[begin Items]

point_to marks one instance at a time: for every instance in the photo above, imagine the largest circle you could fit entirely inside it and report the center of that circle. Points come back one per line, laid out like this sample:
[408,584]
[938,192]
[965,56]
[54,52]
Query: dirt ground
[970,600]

[end Items]
[begin Items]

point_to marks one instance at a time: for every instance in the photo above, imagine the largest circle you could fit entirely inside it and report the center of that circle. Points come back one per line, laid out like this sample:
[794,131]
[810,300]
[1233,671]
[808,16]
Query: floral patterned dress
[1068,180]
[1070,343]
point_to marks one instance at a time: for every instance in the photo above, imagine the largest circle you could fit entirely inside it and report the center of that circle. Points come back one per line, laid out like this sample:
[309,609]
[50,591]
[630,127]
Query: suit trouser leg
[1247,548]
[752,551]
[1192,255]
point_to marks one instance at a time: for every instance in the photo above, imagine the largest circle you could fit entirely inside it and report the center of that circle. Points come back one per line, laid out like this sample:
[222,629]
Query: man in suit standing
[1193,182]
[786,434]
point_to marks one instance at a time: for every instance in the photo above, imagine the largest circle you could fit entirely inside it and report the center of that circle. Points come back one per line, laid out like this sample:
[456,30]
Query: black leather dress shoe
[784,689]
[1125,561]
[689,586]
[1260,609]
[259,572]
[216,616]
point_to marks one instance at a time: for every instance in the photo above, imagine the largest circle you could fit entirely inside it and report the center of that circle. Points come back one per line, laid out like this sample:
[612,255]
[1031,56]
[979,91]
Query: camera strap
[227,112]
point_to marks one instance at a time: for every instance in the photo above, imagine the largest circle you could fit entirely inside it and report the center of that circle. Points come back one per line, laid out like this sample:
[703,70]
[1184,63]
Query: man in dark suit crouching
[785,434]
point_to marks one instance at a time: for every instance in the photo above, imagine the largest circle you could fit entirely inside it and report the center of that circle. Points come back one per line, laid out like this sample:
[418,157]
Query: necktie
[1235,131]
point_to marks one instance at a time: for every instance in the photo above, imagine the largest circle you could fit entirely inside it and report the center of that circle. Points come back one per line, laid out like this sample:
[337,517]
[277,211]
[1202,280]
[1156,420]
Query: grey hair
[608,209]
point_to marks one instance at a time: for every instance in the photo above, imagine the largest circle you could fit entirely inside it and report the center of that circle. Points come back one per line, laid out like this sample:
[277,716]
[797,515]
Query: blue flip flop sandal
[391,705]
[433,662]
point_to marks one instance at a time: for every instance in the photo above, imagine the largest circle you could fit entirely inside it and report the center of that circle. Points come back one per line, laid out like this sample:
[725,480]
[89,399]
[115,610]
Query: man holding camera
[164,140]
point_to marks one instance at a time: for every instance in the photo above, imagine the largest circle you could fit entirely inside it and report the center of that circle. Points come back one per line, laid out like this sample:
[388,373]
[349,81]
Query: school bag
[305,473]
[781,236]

[end Items]
[begin Items]

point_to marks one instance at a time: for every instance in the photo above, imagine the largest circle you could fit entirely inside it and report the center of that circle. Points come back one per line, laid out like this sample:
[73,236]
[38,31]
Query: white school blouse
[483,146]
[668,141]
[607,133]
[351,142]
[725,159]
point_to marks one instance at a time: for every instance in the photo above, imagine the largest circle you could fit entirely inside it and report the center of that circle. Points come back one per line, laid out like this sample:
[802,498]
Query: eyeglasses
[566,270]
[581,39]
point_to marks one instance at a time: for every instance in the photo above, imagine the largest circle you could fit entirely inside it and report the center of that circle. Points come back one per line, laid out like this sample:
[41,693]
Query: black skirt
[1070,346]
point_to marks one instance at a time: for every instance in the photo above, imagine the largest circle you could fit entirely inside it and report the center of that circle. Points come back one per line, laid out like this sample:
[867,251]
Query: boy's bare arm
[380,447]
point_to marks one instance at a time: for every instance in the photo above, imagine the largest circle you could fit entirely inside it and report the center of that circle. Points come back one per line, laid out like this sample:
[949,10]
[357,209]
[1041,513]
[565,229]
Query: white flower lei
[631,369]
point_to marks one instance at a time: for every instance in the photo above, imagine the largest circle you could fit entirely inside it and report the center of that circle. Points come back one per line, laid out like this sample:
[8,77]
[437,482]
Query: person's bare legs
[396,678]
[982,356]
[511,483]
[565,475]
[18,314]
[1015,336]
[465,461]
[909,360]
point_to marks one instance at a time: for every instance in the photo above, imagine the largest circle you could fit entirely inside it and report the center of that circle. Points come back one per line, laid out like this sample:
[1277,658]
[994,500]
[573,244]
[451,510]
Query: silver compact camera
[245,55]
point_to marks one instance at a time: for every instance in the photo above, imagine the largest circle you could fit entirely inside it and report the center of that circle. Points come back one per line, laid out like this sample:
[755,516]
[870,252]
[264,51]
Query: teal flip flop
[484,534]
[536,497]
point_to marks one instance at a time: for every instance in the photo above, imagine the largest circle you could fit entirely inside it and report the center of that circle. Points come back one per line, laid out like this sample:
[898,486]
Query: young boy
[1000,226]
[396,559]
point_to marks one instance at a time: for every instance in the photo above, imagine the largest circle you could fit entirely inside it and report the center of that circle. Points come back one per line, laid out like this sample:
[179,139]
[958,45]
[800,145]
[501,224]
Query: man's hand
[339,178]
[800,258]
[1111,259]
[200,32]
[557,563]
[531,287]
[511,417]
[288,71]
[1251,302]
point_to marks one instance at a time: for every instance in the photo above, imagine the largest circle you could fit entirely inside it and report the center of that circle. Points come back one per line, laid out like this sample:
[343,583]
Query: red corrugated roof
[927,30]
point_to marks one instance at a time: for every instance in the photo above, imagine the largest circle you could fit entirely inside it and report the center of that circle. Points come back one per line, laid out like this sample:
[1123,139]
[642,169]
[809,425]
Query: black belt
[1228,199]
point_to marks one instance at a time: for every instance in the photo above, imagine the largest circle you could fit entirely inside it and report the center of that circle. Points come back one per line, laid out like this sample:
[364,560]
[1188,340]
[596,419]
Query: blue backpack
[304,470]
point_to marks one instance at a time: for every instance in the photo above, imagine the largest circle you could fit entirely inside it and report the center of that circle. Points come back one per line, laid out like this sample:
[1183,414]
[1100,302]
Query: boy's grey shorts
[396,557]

[end Items]

§ Exercise prompt
How many lines in the entries above contain the string "dress"? Case counts. Reply with the number only.

§ Task result
2